# [STATED PROBLEM A]
From the mailing-list message about multiple PCIe segments in QEMU, list every software project it names.
# [STATED PROBLEM B]
Translate this sentence from the mailing-list message about multiple PCIe segments in QEMU into French: "Some of the things you mentioned are beyond my knowledge right now."
# [STATED PROBLEM C]
Resume the mailing-list message about multiple PCIe segments in QEMU from its last line and write what comes next.

# [TEXT EXCERPT]
========================================

On 05/23/2018 02:11 PM, Zihan Yang wrote:
Hi all,
Thanks for all your comments and suggestions, I wasn't expecting so
many professional
reviewers. Some of the things you mentioned are beyond my knowledge
right now.
Please correct me if I'm wrong below.
The original purpose was just to support multiple segments in Intel
Q35 archtecure
for PCIe topology, which makes bus number a less scarce resource. The
patches are
very primitive and many things are left for firmware to finish(the
initial plan was
to implement it in SeaBIOS), the AML part in QEMU is not finished
either. I'm not
familiar with OVMF or edk2, so there is no plan to touch it yet, but
it seems not
necessary since it already supports multi-segment in the end.
Also, in this patch the assumption is one domain per host bridge,
described by '_SEG()'
in AML, which means a ECAM range per host bridge, but that should be
configurable
if the user prefers to staying in the same domain, I guess?

========================================

# [GIVEN INFORMATION]
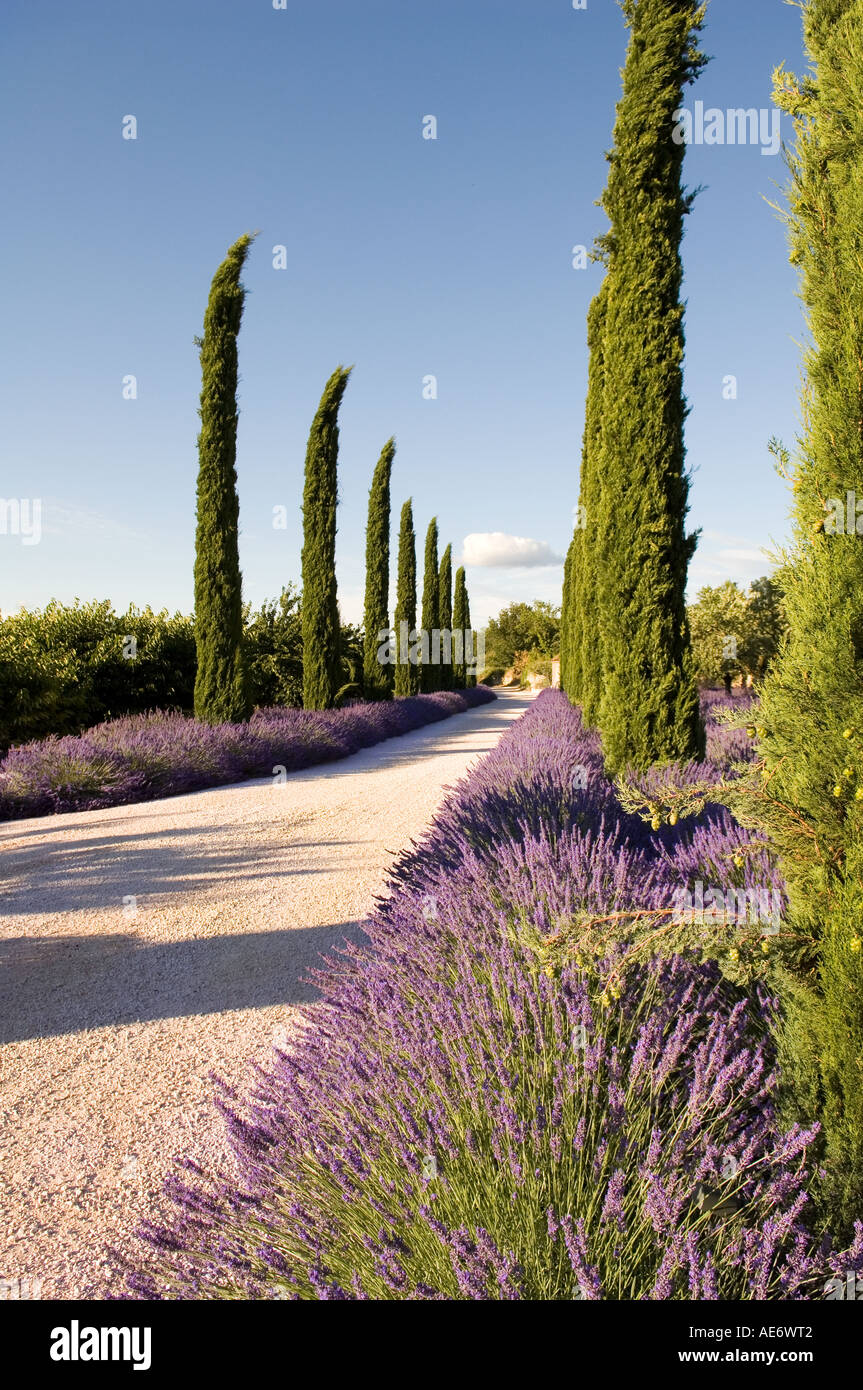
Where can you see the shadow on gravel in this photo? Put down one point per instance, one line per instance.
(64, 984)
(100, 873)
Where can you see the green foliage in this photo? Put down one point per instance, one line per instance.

========================================

# [FINAL RESULT A]
QEMU, SeaBIOS, OVMF, edk2

# [FINAL RESULT B]
Certaines des choses que vous avez mentionnées dépassent mes connaissances pour le moment.

# [FINAL RESULT C]
Yes.
I'd like to list a few things you've discussed to confirm I don't get
it wrong
* ARI enlarges the number of functions, but they does not solve the
hot-pluggable issue.
The multifunction PCIe endpoints cannot span PCIe domains
Right
* IOMMUs cannot span domains either, so bringing new domains
introduces the need
to add a VT-d DHRD or vIOMMU per PCIe domain
Not really, you may have PCI domains not associated to an vIOMMU. As a
first step,
you should not deal with it. The IOMMU can't span over multiple domains,
yes.
* 64-bit space is crowded and there are no standards within QEMU for
placing per
domain 64-bit MMIO and MMCFG ranges
Yes, but we do have some layout for the "over 4G" area and we can continue
building on it.
* NUMA modeling seems to be a stronger motivation than the limitation
of 256 but
nubmers, that each NUMA node holds its own PCI(e) sub-hierarchy
No, the 256 devices limitation is the biggest issue we are trying to solve.
* We cannot put ECAM arbitrarily high because guest's PA width is
limited by host's
when EPT is enabled.
Indeed, we should be careful about the size
the MMCFGs to not exceed CPU addressable bits.
* Compatibility issues in platforms that do not have MCFG table at all
(perhaps we limit
it to only q35 at present in which MCFG is present).
For sure.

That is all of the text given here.